> **SUPPLIED TEXT**
[Begin]
Desserts

Blueberry Lemon Olive Oil Baked Donuts

These blueberry lemon olive oil baked donuts are incredibly moist, bursting with fresh berries and citrus. An easy baked donut recipe perfect for spring brunch!

Moist blueberry lemon olive oil baked donuts with lemon glaze on a wire rack
Prep 15 minutes
Cook 12 minutes
Total 27 minutes
Serves 6 donuts
Cuisine American
Course Dessert, Brunch
Calories 320

If you're looking for a treat that feels indulgent yet surprisingly wholesome, these blueberry lemon olive oil baked donuts are exactly what you need. They come together in one bowl with no fancy equipment, and the flavor combination of sweet blueberries and bright lemon is absolutely irresistible. Plus, using olive oil keeps them incredibly moist without the heaviness of butter, making them perfect for a spring brunch or a quick breakfast when you're craving something special.

These aren't your typical deep-fried donuts. They're baked, which means less mess and a better-for-you option that still tastes amazing. The olive oil adds a subtle fruity note that pairs beautifully with the lemon zest and juicy blueberries. Whether you're a seasoned baker or a complete beginner, this recipe is foolproof and delivers bakery-quality donuts right from your own kitchen.

Why You'll Love This Recipe

  • One-Bowl Wonder: Mix everything in a single bowl for easy cleanup.
  • No Yeast, No Frying: Quick baking powder leavening and oven-baked for simplicity.
  • Incredibly Moist: Olive oil ensures tender, moist donuts that stay fresh for days.
  • Bright Spring Flavor: Lemon and blueberries are a classic spring pairing that feels fresh and seasonal.
  • Beginner-Friendly: Simple steps with clear instructions make this recipe fail-proof.
  • Perfect for Brunch: Serve these at your next brunch and watch them disappear.
  • Customizable: Easy to adapt with different berries, citrus, or add-ins.

Ingredients

  • 1 ½ cups all-purpose flour
  • ½ cup granulated sugar
  • 1 teaspoon baking powder
  • ½ teaspoon baking soda
  • ¼ teaspoon salt
  • ½ cup extra virgin olive oil
  • ½ cup buttermilk (or regular milk with 1 tablespoon lemon juice)
  • 2 large eggs
  • 1 teaspoon vanilla extract
  • Zest of 1 lemon
  • ¼ cup fresh lemon juice
  • 1 cup fresh or frozen blueberries (do not thaw if frozen)
[End]
Object-pointing dataset rows
[Begin]
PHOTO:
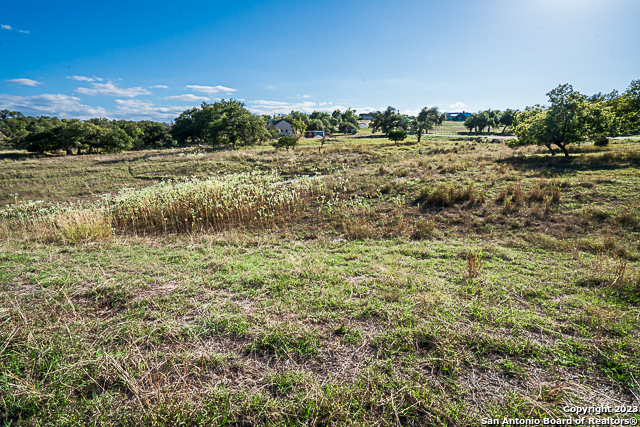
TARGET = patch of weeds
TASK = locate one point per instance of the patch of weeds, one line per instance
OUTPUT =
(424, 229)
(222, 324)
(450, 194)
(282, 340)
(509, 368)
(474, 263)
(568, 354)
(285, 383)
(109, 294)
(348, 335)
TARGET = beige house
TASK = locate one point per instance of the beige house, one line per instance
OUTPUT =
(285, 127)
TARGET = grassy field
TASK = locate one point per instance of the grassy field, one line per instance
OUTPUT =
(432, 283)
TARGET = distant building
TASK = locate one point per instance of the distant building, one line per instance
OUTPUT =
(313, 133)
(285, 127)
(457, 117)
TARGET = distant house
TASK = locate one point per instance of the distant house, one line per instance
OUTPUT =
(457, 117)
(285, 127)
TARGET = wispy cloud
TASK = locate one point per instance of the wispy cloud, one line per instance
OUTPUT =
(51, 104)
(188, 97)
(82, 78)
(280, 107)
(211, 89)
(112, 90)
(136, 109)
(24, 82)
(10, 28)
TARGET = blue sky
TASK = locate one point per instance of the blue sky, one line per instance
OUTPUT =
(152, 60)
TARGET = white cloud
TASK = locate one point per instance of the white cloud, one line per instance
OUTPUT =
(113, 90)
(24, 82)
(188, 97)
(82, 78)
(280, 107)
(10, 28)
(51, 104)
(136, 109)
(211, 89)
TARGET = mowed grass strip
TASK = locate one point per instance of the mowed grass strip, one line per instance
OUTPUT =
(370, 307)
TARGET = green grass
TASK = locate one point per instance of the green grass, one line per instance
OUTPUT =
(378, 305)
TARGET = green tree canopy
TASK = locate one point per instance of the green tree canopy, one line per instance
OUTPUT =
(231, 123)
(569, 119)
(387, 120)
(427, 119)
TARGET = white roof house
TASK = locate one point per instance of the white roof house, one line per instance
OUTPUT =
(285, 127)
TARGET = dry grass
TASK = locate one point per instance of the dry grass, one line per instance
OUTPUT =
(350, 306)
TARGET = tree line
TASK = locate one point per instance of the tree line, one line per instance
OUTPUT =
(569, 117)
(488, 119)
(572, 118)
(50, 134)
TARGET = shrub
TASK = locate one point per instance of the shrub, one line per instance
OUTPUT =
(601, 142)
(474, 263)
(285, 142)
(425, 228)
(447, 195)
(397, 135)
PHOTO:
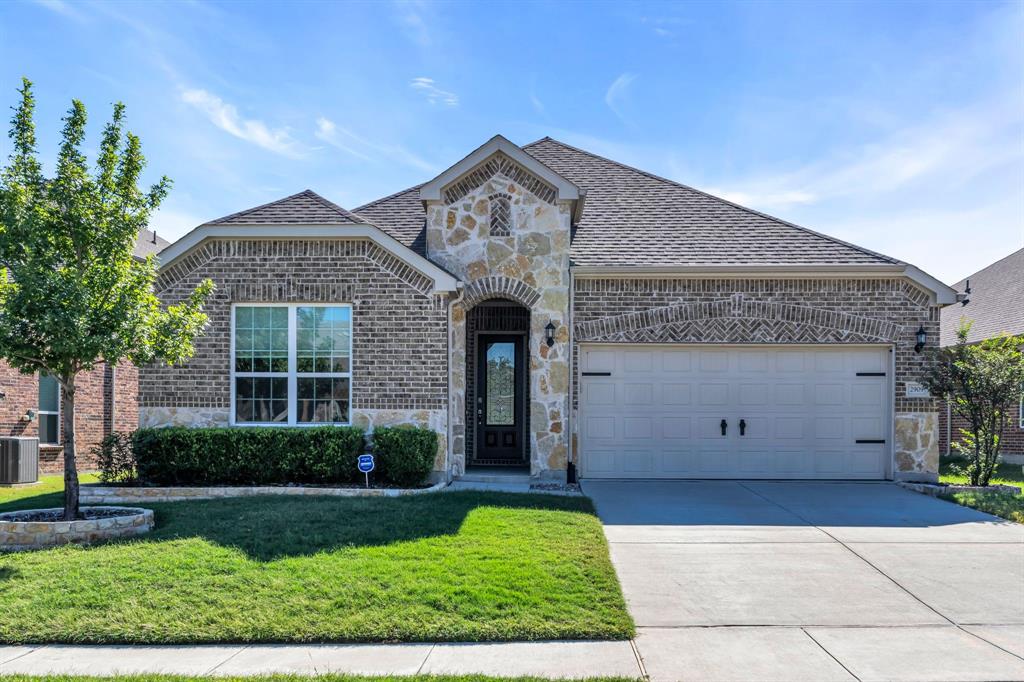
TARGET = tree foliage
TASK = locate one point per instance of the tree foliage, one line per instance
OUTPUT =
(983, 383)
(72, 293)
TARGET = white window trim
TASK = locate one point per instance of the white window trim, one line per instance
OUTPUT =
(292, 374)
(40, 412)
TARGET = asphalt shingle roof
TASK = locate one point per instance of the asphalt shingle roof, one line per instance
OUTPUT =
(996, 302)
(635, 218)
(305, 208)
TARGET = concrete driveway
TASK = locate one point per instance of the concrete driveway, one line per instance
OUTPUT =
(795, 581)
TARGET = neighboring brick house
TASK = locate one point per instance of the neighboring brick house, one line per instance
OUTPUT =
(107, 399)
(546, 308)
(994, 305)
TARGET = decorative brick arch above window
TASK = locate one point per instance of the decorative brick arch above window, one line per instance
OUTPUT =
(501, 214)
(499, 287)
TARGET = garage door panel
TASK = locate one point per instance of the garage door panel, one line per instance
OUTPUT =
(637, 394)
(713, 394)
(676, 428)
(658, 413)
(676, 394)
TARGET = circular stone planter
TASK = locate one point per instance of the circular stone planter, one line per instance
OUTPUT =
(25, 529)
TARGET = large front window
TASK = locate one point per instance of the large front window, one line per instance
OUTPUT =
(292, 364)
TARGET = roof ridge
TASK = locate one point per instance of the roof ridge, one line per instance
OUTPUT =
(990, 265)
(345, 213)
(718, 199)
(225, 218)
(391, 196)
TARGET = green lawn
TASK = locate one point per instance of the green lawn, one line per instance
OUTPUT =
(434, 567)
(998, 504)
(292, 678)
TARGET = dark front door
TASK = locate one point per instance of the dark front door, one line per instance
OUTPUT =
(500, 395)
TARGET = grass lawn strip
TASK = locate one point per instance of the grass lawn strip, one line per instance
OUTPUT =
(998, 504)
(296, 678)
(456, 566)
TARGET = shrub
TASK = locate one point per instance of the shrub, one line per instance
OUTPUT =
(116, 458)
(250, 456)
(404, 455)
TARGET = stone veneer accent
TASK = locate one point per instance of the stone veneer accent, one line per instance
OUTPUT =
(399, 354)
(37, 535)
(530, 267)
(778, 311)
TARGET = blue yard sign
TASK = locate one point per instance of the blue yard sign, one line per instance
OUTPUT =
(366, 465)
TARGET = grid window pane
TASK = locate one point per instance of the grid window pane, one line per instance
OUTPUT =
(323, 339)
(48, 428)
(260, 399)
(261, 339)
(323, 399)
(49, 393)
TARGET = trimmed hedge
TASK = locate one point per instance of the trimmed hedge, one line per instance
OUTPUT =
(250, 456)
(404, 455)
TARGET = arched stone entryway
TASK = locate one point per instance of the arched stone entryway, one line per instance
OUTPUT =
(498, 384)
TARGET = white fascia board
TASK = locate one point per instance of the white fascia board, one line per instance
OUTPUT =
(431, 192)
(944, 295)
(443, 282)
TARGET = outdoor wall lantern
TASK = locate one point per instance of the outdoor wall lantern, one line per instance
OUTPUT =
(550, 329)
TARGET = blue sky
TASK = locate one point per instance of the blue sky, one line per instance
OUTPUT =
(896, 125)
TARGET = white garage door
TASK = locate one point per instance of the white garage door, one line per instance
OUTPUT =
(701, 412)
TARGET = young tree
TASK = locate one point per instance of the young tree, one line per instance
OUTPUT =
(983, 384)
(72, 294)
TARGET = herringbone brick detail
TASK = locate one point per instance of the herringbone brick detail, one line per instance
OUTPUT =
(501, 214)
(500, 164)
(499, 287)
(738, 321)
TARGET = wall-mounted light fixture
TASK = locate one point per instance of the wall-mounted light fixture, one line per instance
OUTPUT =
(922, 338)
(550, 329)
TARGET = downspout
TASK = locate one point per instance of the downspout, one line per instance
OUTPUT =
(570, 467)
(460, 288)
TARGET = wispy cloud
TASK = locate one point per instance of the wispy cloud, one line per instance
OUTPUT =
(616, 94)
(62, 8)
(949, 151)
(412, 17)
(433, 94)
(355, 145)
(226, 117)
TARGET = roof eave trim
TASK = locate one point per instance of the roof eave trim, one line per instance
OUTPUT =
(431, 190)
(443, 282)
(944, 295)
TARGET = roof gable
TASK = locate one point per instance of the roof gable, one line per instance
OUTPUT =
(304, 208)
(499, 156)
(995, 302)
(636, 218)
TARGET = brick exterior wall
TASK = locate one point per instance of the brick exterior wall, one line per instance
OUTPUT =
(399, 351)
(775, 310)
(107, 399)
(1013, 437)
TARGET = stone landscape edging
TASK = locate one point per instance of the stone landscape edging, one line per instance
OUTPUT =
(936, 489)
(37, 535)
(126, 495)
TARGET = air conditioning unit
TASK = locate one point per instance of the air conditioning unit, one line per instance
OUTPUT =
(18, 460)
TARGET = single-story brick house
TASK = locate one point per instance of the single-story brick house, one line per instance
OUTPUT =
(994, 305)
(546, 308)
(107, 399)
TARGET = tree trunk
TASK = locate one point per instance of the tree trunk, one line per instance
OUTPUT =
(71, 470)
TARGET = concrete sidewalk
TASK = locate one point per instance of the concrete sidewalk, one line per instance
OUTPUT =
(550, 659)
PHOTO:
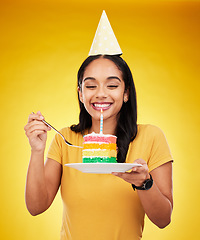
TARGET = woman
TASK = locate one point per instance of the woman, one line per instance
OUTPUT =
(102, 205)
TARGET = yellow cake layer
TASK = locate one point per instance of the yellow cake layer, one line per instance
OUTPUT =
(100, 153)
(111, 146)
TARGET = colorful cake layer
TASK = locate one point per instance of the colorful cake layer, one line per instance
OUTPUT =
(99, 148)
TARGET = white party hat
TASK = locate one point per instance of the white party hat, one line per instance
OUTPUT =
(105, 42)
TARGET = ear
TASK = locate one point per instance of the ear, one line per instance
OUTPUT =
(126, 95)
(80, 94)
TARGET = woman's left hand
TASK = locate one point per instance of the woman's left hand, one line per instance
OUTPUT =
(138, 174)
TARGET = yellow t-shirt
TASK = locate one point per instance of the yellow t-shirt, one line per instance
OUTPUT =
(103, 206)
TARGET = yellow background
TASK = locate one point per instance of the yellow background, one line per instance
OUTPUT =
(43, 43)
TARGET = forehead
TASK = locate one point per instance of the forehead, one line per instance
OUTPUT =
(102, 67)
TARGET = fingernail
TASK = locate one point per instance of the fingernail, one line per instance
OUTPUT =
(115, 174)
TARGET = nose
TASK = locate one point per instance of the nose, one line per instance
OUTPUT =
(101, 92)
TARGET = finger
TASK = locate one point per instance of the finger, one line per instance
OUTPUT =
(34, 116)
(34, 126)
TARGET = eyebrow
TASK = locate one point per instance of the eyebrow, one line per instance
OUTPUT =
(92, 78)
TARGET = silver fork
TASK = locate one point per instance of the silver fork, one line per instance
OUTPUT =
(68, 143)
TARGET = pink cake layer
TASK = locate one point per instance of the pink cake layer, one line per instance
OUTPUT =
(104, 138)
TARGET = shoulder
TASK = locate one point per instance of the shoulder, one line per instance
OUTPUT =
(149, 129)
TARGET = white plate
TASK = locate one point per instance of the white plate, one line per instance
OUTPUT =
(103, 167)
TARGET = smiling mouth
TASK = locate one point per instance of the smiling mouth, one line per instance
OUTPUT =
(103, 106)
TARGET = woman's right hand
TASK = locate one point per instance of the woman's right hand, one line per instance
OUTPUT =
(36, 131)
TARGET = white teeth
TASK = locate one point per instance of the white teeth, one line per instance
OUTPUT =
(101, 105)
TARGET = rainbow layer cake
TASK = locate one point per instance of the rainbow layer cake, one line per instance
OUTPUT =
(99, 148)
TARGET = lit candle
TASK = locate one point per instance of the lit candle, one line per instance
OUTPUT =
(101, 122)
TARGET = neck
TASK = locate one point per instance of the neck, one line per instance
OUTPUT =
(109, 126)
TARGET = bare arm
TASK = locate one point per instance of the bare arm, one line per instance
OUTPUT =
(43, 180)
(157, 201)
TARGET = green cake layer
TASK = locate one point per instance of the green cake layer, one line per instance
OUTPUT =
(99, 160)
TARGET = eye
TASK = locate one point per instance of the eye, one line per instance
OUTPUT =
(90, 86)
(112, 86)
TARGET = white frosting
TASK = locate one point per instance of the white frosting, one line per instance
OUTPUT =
[End]
> **TO-DO LIST**
1. Please repeat the donut recipe word for word, beginning at the words "These aren't your" and stopping after "this recipe fail-proof.".
2. Pick up the blueberry lemon donut recipe right after its final line and carry it on from there.

> **RESULTS FOR THE EXERCISE**
1.
These aren't your typical deep-fried donuts. They're baked, which means less mess and a better-for-you option that still tastes amazing. The olive oil adds a subtle fruity note that pairs beautifully with the lemon zest and juicy blueberries. Whether you're a seasoned baker or a complete beginner, this recipe is foolproof and delivers bakery-quality donuts right from your own kitchen.

Why You'll Love This Recipe

  • One-Bowl Wonder: Mix everything in a single bowl for easy cleanup.
  • No Yeast, No Frying: Quick baking powder leavening and oven-baked for simplicity.
  • Incredibly Moist: Olive oil ensures tender, moist donuts that stay fresh for days.
  • Bright Spring Flavor: Lemon and blueberries are a classic spring pairing that feels fresh and seasonal.
  • Beginner-Friendly: Simple steps with clear instructions make this recipe fail-proof.

2.
For the lemon glaze:

  • 1 cup powdered sugar
  • 2 tablespoons fresh lemon juice
  • 1 teaspoon milk (if needed for consistency)

Optional Substitutions

  • All-purpose flour: Swap up to half with whole wheat pastry flour for a nuttier taste.
  • Sugar: Use coconut sugar or a granulated monk fruit blend for lower sugar.
  • Buttermilk: Make sour milk by adding 1 tablespoon lemon juice to ½ cup milk; let sit 5 minutes.
  • Olive oil: Use melted coconut oil or avocado oil, but flavor will change.
  • Blueberries: Raspberries, chopped strawberries, or diced peaches work well.
  • Lemon: Substitute orange zest and juice for a different citrus note.
  • Gluten-free: Use a 1:1 gluten-free baking blend; texture may be slightly denser.

Instructions

  1. Preheat your oven to 350°F (175°C). Grease a standard 6-cavity donut pan with non-stick spray or brush with olive oil.
  2. In a large mixing bowl, whisk together the flour, sugar, baking powder, baking soda, and salt until well combined.
  3. In a separate small bowl or liquid measuring cup, whisk the olive oil, buttermilk, eggs, vanilla extract, lemon zest, and lemon juice together until smooth.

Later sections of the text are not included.